> _Extracto del documento_
Cómo gastar 50.000 millones de dólares
SUPONGAMOS que disponemos de un presupuesto de 50.000 millones de dólares destinado a resolver los problemas más acuciantes a los que se enfrenta la humanidad. No hará falta seguir leyendo para que los más escépticos vean en este primer párrafo otro de los ejercicios hipotéticos a los que nos tienen acostumbrados los economistas. El ejercicio es, sin embargo, más serio de lo que parece.
Se planteó por primera vez en 2003, en Copenhague, bajo el siguiente enunciado: "¿Cuáles serían las mejores vías para avanzar en el bienestar global, y en particular el de los países menos desarrollados, suponiendo que se pone a disposición de los Gobiernos un montante adicional de 50.000 millones de dólares?". Para su discusión se convocó a reconocidos expertos y, más recientemente, a políticos y del mundo empresarial con proyección internacional. En junio pasado han tenido lugar las últimas sesiones de ese foro, el Consenso de Copenhague (www.copenhagenconsensus.com), al tiempo que se publicaba el volumen (How to spend $ 50 billion to make the world a Better Place, Cambridge University Press) con la documentación correspondiente a la edición de 2004.
Ocho economistas, cuatro de ellos Nobel, establecieron una lista de prioridades, de las identificadas previamente por la ONU, atendiendo tanto a la urgencia de los problemas como a la eficiencia de las soluciones
La hipotética misión es simple. Solucionar los problemas más urgentes y hacerlo de la forma más eficiente posible, ajustándose a las exigencias de un método como el análisis coste-beneficio. Ocho economistas técnicamente incuestionables, cuatro de ellos Nobel (asistidos por una treintena de especialistas en las áreas de los grandes problemas), establecieron una lista de prioridades, de las identificadas previamente por la ONU, atendiendo tanto a la urgencia de los problemas como a la eficiencia (al ahorro de costes y a la obtención de resultados) de las soluciones. Un ejercicio poco distante de esa realidad en la que la restricción financiera preside cualquier aproximación al tratamiento de problemas, por graves que éstos sean. Cuando los recursos son limitados, la definición de prioridades es el mal menor absolutamente necesario. La elección entre proyectos acaba siendo un foco de controversias. El fundamento de las mismas puede ser una fuente de aprendizaje en la medida en que, lejos de guiarse por consideraciones mediáticas o de otro tipo, se amparan en la comprensión científica de los problemas y la racionalidad económica para su solución: en la consecución de mejores resultados con menores esfuerzos. Discutible exigencia, ya lo sé, pero generadora de una lista de prioridades no muy distinta de la que emana de consultas a ciudadanos no economistas.

[Entradas del conjunto de datos]
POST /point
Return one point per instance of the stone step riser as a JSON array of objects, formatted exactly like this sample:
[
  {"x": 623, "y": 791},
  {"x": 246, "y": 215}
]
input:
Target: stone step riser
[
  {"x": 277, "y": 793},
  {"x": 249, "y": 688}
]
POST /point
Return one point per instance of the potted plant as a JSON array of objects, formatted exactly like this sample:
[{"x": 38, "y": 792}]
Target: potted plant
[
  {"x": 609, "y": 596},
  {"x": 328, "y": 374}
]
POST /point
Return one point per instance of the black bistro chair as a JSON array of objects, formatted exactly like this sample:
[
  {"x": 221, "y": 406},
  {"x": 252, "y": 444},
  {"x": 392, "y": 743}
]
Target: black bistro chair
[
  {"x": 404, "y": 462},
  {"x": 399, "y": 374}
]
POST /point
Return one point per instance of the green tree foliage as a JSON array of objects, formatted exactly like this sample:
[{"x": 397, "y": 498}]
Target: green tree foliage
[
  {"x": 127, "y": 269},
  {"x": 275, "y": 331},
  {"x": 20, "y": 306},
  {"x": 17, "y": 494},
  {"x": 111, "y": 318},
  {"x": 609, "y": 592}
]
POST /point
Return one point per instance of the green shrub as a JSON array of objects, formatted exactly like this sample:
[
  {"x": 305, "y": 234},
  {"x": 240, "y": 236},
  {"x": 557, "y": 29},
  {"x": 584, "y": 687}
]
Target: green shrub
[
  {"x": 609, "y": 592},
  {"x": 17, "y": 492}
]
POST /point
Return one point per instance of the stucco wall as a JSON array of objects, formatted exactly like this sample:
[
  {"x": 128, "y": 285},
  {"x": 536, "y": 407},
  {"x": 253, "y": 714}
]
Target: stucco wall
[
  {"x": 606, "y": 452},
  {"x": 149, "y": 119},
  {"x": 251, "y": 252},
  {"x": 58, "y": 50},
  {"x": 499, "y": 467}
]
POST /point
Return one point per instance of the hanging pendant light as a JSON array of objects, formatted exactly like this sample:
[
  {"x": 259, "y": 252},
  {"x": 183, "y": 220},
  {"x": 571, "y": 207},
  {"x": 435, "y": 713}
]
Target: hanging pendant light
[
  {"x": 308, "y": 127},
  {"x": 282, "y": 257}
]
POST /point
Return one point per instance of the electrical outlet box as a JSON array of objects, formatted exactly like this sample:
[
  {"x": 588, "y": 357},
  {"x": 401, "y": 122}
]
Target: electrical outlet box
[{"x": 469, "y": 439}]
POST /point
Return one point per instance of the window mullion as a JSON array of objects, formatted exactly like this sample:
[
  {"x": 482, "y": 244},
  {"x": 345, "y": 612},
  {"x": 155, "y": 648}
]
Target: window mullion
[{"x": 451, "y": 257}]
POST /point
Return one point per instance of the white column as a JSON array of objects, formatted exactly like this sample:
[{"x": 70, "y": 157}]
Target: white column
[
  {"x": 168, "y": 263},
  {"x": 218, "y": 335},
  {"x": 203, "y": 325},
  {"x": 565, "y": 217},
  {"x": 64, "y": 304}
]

> _Tarea asignada 1_
Reproduce textualmente el pasaje del artículo sobre el Consenso de Copenhague que va desde "Se planteó por" hasta "edición de 2004.".
> _Tarea asignada 2_
Escribe la continuación del artículo sobre el Consenso de Copenhague a partir de su última oración.
El material no es necesario para resolver lo que se pide.

> _Respuesta 1_
Se planteó por primera vez en 2003, en Copenhague, bajo el siguiente enunciado: "¿Cuáles serían las mejores vías para avanzar en el bienestar global, y en particular el de los países menos desarrollados, suponiendo que se pone a disposición de los Gobiernos un montante adicional de 50.000 millones de dólares?". Para su discusión se convocó a reconocidos expertos y, más recientemente, a políticos y del mundo empresarial con proyección internacional. En junio pasado han tenido lugar las últimas sesiones de ese foro, el Consenso de Copenhague (www.copenhagenconsensus.com), al tiempo que se publicaba el volumen (How to spend $ 50 billion to make the world a Better Place, Cambridge University Press) con la documentación correspondiente a la edición de 2004.

> _Respuesta 2_
Las enfermedades contagiosas, el hambre y la malnu-trición, y los subsidios y barreras comerciales son los principales retos seleccionados. Más abajo aparecen otros, como la sanidad y el cuidado del agua, la corrupción y mala calidad de los Gobiernos, los flujos migratorios o el cambio climático. Pero son esos primeros en los que el análisis coste-beneficio prometía los mejores resultados. Dentro del primer grupo, la prioridad es el control del sida. Unos cuatro millones de personas resultan infectados cada año, pero mueren tres millones de los ya enfermos. Aunque los costes asociados a la prevención de su propagación son elevados (más de 27.000 millones), sus beneficios lo justificarían: se evitarían casi 30 millones de nuevos infectados en 2010, con las consiguientes ventajas, también económicas, sobre las sociedades afectadas.
Las actuaciones tendentes a eliminar las barreras al comercio y los subsidios, en particular los agrícolas, en los países desarrollados son de las más eficientes, de ahí su prioritaria inclusión. Los beneficios que depararían a los países pobres serían muy importantes, frente a costes de ajuste de escasa o nula significación. Quedan excluidos los llamados costes políticos, que se derivarían de la eliminación de privilegios a los segmentos de población hoy protegidos. En los beneficios habría igualmente que computar los obtenidos por los propios ciudadanos de los países ricos. Un ejercicio, un juego, en definitiva, pero saludable y pedagógicamente enriquecedor. Gobernar es elegir, y la seriedad y transparencia en la que se apoyan las decisiones en este juego pueden contribuir a denunciar la frivolidad con la que se adoptan muchas otras en la vida real.